STATED TASK 1 -> Substitute "platform" for "chassis" in the project write-ups, restating the portion that begins at the words "This project is" and stops after "and alarm on/off.".

PASSAGE SHOWN ->
* * * * *

He used small SSD1306 128×64 OLED display which is connected to small Attiny85 Arduino compatible board. Coin cell battery is enough to power it for quite some time. He paid some attention to details on how display is attached to leather piece and how this piece is snapped to clothes. You can do many fun stuff with the display including a temperature monitoring by attaching thermometer, it simply do rudimentary activity tracker with accelerometer or display current your mood with smileys which can be changed with single button press.

POV based Magic ball

In this project, the user can ask the ball a yes/no based question and the ball will display the answer in form of a sphere which is achieved using persistence of vision. The sphere display has been created by spinning semi-circle shaped LEDs around a central motor shaft. The rotational speed of the LED’s is fast enough such that the human eye perceives a two dimensional image. The software part of the project basically calculates the refresh rates of the LED so it seems like a 2D figure.


There are 19 LEDs consisting of the semi-circle and the entire display area is mapped to a 19 by 90 matrix where each element in the matrix represents a pixel. The device is powered by a ATMEGA128p connected to Led subsystem and the mic circuit. Whenever the Atmega detects an end of the question, the sphere displays a randomly generated yes/no as an answer to the question. Another feature about our device is that the LED array can generate quite bright light, people can see the display without having to turn off the light. A project which can be made to amuse people in your free time and also to learn the concept of persistence of vision.

Movable Alarm Clock

This project is for the people who faces difficulty in waking up early in the morning or have the habit of snoozing the alarm. In short, this alarm clock runs away from the user as he tries to snooze his alarm. The whole unit is mounted on a chassis with caterpillar-style wheels driven by two small DC motors. The runaway feature is implemented using a proximity sensor which is placed near the snooze button. It has all the features of a “regular” alarm clock: settable time and alarm, snooze, and alarm on/off.

* * * * *

INFORMATION PROVIDED ->

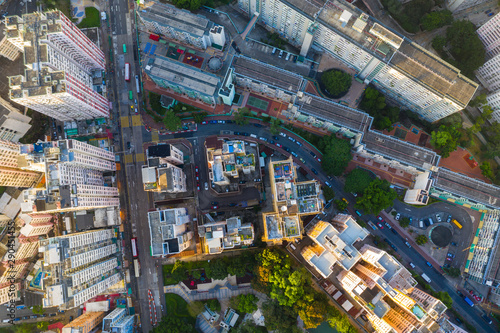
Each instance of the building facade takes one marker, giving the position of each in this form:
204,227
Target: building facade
84,323
13,124
409,74
60,85
86,264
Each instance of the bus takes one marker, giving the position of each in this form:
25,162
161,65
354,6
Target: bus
455,222
127,71
137,84
134,247
468,301
426,278
137,268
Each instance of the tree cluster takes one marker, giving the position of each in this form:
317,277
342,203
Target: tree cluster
376,197
336,83
375,105
336,155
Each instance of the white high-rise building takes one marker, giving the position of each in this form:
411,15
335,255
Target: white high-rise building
82,266
60,61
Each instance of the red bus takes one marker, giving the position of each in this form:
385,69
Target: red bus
134,247
127,71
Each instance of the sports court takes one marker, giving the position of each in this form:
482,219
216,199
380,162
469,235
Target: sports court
257,103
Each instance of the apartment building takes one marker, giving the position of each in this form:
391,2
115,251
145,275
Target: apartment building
84,323
406,72
13,124
36,225
11,173
8,49
182,25
291,200
74,177
226,159
81,266
228,234
161,173
334,244
118,321
386,291
60,85
169,231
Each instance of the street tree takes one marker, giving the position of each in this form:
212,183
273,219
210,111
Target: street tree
357,181
171,121
421,239
376,197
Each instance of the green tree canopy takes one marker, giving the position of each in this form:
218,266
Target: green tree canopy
446,139
171,121
376,197
357,181
421,239
336,82
437,19
245,303
336,155
465,46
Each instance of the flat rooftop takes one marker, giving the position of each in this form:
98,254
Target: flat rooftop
268,74
186,76
335,113
467,187
399,150
168,15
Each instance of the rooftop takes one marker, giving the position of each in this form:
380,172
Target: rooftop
183,75
268,74
333,112
168,15
467,187
399,150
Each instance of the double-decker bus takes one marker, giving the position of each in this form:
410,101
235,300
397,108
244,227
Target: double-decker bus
127,71
134,247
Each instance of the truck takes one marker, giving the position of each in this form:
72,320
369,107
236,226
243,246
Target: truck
426,278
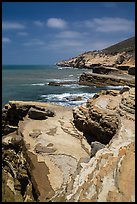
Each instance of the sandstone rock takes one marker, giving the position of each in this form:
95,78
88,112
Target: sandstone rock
37,114
39,148
35,133
125,88
95,146
101,80
131,70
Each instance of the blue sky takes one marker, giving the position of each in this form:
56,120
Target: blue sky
46,32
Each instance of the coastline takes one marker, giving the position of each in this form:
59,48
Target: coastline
64,154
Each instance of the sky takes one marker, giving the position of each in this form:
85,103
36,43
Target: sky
47,32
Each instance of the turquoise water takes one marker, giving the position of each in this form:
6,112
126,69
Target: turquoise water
30,83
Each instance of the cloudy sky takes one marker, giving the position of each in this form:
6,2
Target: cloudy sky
46,32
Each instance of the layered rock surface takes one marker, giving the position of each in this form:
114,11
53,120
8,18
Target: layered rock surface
51,160
47,154
119,55
109,176
105,80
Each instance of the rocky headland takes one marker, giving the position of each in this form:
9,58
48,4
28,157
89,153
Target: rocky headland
114,65
52,153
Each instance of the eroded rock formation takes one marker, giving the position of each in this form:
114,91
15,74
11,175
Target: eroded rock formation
51,160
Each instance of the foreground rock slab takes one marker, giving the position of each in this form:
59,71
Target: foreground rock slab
109,176
51,150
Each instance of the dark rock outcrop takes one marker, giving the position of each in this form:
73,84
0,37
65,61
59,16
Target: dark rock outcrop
105,80
34,113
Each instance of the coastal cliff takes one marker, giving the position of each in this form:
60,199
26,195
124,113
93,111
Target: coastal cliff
114,65
62,154
119,56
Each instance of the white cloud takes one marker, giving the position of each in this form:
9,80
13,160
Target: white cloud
34,42
69,34
110,4
6,40
107,24
39,23
56,23
113,24
6,25
22,34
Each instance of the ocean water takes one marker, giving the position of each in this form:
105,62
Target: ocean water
30,83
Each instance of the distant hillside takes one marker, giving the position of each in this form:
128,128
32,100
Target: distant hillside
126,45
120,54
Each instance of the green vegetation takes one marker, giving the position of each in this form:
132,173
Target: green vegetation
126,45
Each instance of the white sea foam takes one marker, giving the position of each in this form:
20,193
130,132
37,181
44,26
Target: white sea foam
38,84
114,87
67,99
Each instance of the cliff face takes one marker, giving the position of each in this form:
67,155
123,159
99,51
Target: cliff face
119,55
42,154
109,176
48,159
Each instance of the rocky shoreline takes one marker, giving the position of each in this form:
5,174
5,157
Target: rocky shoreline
114,65
54,153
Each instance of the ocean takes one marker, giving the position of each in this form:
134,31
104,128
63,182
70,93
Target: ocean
30,83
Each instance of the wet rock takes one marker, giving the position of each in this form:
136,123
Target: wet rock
101,80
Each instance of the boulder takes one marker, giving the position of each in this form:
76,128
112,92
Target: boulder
131,70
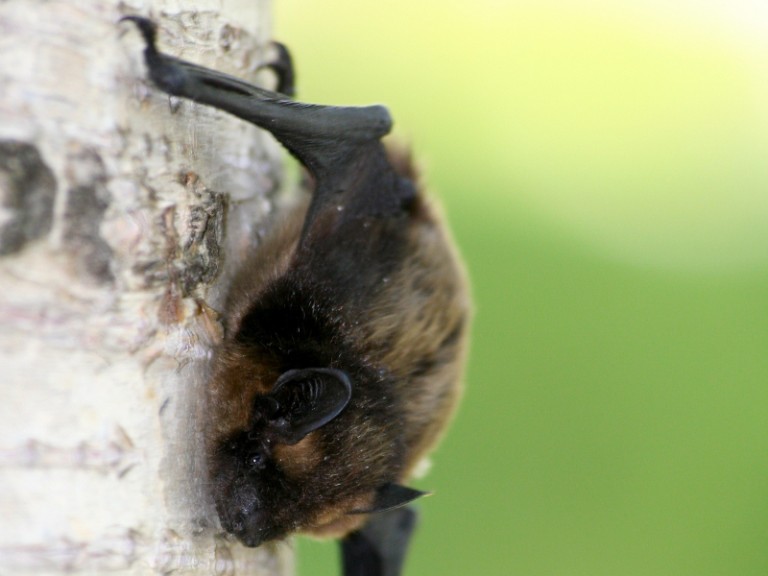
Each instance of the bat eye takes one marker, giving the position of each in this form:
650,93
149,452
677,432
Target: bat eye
255,460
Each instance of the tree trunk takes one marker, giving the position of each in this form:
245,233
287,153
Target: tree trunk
122,216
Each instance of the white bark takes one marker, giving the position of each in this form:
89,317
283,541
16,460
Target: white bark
116,210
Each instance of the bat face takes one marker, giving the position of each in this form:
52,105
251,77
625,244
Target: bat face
345,334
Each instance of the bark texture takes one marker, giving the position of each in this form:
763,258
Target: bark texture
122,216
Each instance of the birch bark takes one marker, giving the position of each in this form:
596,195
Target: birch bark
122,216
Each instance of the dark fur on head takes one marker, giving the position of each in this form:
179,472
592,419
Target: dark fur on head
345,330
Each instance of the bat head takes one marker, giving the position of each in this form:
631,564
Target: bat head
255,498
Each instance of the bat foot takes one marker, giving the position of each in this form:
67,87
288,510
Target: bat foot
380,546
282,66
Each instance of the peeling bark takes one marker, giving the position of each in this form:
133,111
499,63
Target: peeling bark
122,217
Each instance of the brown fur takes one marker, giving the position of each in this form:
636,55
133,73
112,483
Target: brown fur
416,328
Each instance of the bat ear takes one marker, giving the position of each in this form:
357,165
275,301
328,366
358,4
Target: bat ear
306,400
390,496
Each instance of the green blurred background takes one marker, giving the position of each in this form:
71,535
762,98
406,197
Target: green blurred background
604,166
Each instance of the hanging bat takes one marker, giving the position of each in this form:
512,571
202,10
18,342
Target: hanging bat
345,332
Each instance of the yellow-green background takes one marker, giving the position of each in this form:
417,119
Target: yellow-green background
604,166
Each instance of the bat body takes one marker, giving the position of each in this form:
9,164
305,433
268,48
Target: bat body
345,333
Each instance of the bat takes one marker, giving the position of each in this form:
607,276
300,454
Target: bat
345,331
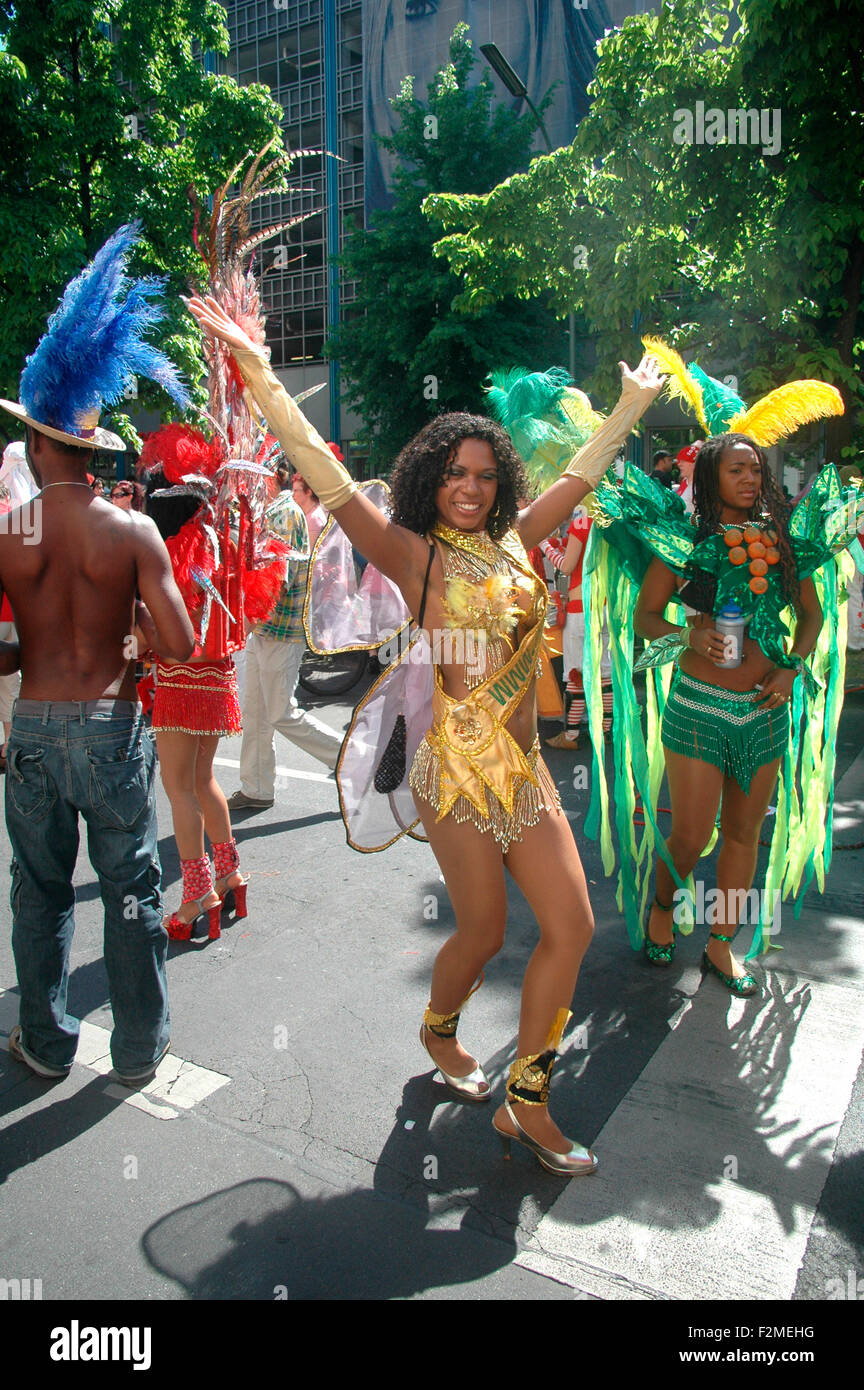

* * * * *

STATED TASK 2 -> Copy out the lines of the records verbatim, beginning at the line that has "Each instance of the bark" and stopping after the final line of the records. Leave the pictures out.

EXERCISE SOLUTION 1 ->
This project is for the people who faces difficulty in waking up early in the morning or have the habit of snoozing the alarm. In short, this alarm clock runs away from the user as he tries to snooze his alarm. The whole unit is mounted on a platform with caterpillar-style wheels driven by two small DC motors. The runaway feature is implemented using a proximity sensor which is placed near the snooze button. It has all the features of a “regular” alarm clock: settable time and alarm, snooze, and alarm on/off.

EXERCISE SOLUTION 2 ->
Each instance of the bark texture takes one marker, giving the position of each in this form:
763,258
Target: bark texture
122,216
Each instance of the birch bark takes one marker, giving the position of each in this form:
596,195
Target: birch bark
122,216
Each instance of the dark fur on head takes one marker, giving the position of each in this form:
179,472
592,419
Target: dark fur on head
345,330
Each instance of the bat head takes one marker, giving the position of each in this form:
631,564
Target: bat head
255,498
Each instance of the bat foot takes one marker, giving the position of each in this form:
67,87
288,510
Target: bat foot
380,546
282,66
Each instance of the peeling bark takes one marker, giving the position of each in this form:
133,111
499,63
Target: peeling bark
122,217
Each instance of the brown fur takes one marker, giving the position of each in this form:
636,55
133,73
112,483
Target: brown fur
416,328
Each instance of the bat ear takes one marker, giving the position of each in this form:
357,165
275,301
328,366
358,4
Target: bat ear
306,400
390,496
Each instance of the green blurred background takes one marker, giving the position of each in this form:
71,535
762,98
406,197
Target: green blurred background
604,166
Each instance of the hanging bat takes one marker, giving the position of each in this form:
512,571
202,10
18,342
Target: hanging bat
345,332
Each instance of the yellow-green background takes one marker, giving the position of each in this form:
417,119
Target: yellow-green background
604,166
Each instance of the bat body takes one marker, giving the position of each in this form:
9,164
305,433
268,48
Target: bat body
345,333
Each instance of the bat takes one marker, giving the position of each in this form:
607,276
300,454
Target: bat
345,331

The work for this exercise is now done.